**** Data to process
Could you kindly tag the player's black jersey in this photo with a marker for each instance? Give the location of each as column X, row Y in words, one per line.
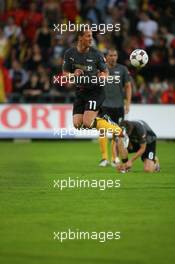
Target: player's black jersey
column 141, row 133
column 90, row 62
column 115, row 91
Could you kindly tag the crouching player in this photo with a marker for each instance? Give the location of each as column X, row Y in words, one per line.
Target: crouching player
column 142, row 142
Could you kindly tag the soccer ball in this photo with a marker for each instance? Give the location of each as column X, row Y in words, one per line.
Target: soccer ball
column 139, row 58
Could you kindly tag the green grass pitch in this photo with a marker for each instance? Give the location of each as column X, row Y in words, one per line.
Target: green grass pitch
column 142, row 209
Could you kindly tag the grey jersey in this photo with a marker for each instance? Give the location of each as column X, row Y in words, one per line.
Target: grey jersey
column 142, row 133
column 90, row 62
column 114, row 92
********
About this exercise: Each record above, in full: return it exactly, pictures excluded.

Reply to the task:
Could you kindly tag the player's black jersey in this photo with a marker for each instance? Give the location of each as column X, row Y in words, one per line.
Target: player's black jersey
column 141, row 133
column 90, row 62
column 115, row 91
Could you kindly tag the crouching player in this photo with a marker for each instance? Give the location of each as column X, row Y in words, one per line.
Target: crouching player
column 142, row 142
Could you kindly tag the soccer ball in this photo with a marker for each instance? Give the location of each as column X, row Y in words, one per line.
Target: soccer ball
column 139, row 58
Could you kindly tag the green grass pitch in this photo with a marker for each instance? Give the location of each as column X, row Y in words, one per line.
Target: green grass pitch
column 142, row 209
Could you kindly tag the grey jersey in this photo with a marker for each instance? Give the location of each as column X, row Y in words, one per line.
Target: grey jersey
column 142, row 133
column 90, row 62
column 114, row 92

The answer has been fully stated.